• Supplied information:
━━━━━━━━━━━━━━━━━━━━━━━━━━━━━━

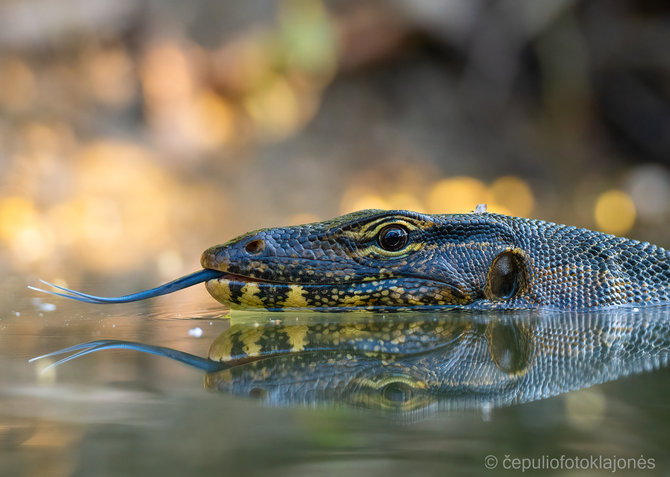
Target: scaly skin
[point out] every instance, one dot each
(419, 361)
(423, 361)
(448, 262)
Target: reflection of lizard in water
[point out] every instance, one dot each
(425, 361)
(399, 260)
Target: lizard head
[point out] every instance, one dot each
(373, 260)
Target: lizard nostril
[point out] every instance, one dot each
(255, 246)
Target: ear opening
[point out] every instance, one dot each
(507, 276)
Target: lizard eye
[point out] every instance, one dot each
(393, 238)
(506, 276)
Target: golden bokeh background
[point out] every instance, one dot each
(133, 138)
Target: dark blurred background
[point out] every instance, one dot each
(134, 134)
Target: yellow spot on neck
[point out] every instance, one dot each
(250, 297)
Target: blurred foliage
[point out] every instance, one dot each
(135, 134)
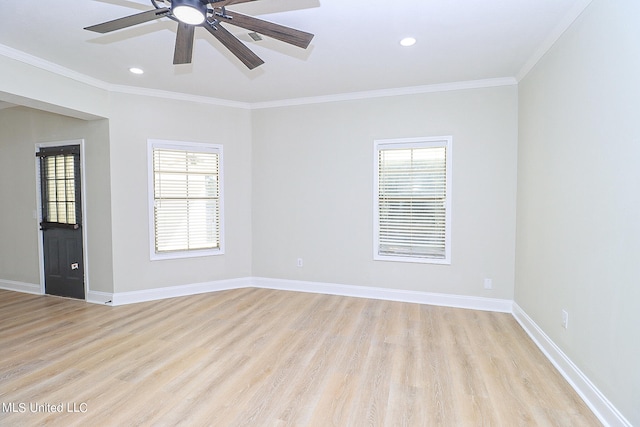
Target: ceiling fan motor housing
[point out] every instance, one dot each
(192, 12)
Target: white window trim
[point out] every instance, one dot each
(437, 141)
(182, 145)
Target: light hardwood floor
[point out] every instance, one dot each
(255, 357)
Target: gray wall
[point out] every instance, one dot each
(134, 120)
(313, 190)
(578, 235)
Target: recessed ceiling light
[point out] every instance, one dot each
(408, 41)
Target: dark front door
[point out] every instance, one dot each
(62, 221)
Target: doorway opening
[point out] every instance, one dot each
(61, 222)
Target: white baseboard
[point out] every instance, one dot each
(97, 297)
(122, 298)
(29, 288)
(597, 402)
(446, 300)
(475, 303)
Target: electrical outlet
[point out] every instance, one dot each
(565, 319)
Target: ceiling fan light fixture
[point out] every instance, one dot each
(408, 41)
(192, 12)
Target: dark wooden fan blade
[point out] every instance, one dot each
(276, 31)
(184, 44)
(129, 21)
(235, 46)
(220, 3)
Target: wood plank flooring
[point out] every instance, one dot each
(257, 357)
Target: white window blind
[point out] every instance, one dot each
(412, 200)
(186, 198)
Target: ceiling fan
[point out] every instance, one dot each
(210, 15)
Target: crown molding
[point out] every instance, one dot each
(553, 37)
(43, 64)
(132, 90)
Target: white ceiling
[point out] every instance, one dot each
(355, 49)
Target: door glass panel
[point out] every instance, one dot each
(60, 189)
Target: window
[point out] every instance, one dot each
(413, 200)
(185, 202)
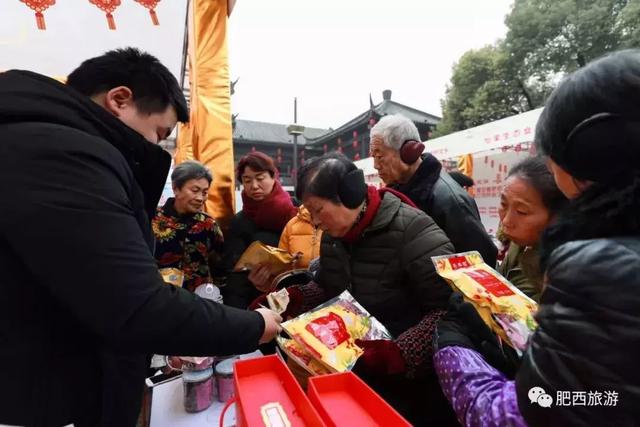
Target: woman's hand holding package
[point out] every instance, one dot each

━━━━━━━━━━━━━━━━━━━━━━━━━━━━━━

• Required work: Write out every one of the entries above word for word, leaving out the pictures.

• Response to this exercise:
Target: scaly skin
[point out] every instance, one dot each
(419, 361)
(423, 361)
(448, 262)
Target: reflection of lizard in water
[point out] every instance, one dot each
(425, 361)
(399, 260)
Target: lizard head
[point out] every instance, one dot each
(373, 260)
Target: lizard nostril
[point out] every instance, one dot each
(255, 246)
Target: ear opening
[point out] every instance, one dot each
(507, 276)
Target: lizard eye
[point out] every instance, one dot each
(393, 238)
(506, 276)
Target: golden bokeh background
[point out] every instance, one dot each
(133, 138)
Target: dark blurred background
[point out] every instance, one dot each
(134, 134)
Target: yellow spot on neck
[point out] every instance, one dot each
(250, 297)
Target: blurred foliage
[point out] every instance, one dot each
(135, 134)
Target: ceiling fan motor housing
[point out] every instance, one dot each
(192, 12)
Target: white window trim
[point out] every instance, one dot each
(437, 141)
(182, 145)
Target: light hardwood floor
[point out] every instance, one dot each
(255, 357)
Target: gray wall
[point out] every instance, one dot each
(134, 120)
(313, 190)
(578, 235)
Target: recessed ceiling light
[point out] every instance, one dot each
(408, 41)
Target: dark front door
[point out] every instance, one dot each
(62, 221)
Target: doorway opening
[point out] every instance, one dot each
(61, 222)
Target: white baseboard
[point out] every instance, one dot each
(97, 297)
(122, 298)
(29, 288)
(597, 402)
(446, 300)
(475, 303)
Target: electrical outlet
[point out] every instance, one dot each
(565, 319)
Target: ceiling fan light fixture
[point out] every instance, one dot each
(408, 41)
(192, 12)
Target: dark wooden fan blade
[point out] every instance, one dot each
(276, 31)
(184, 44)
(129, 21)
(235, 46)
(220, 3)
Target: wood plank flooring
[point out] every instance, one dot each
(257, 357)
Target: white window blind
[point out] every instance, one dot each
(412, 200)
(186, 198)
Target: ceiling fan
[point out] every instance, one dot each
(210, 15)
Target: crown molding
[point out] every instance, one dot each
(553, 37)
(43, 64)
(132, 90)
Target: white ceiling
[point out] every instance, one dot each
(355, 49)
Target: door glass panel
[point out] every instance, one dot each
(60, 189)
Target: window
[point out] every instance, one dot each
(413, 200)
(185, 202)
Target: woman's hand holding package
[point out] every instance, one dot each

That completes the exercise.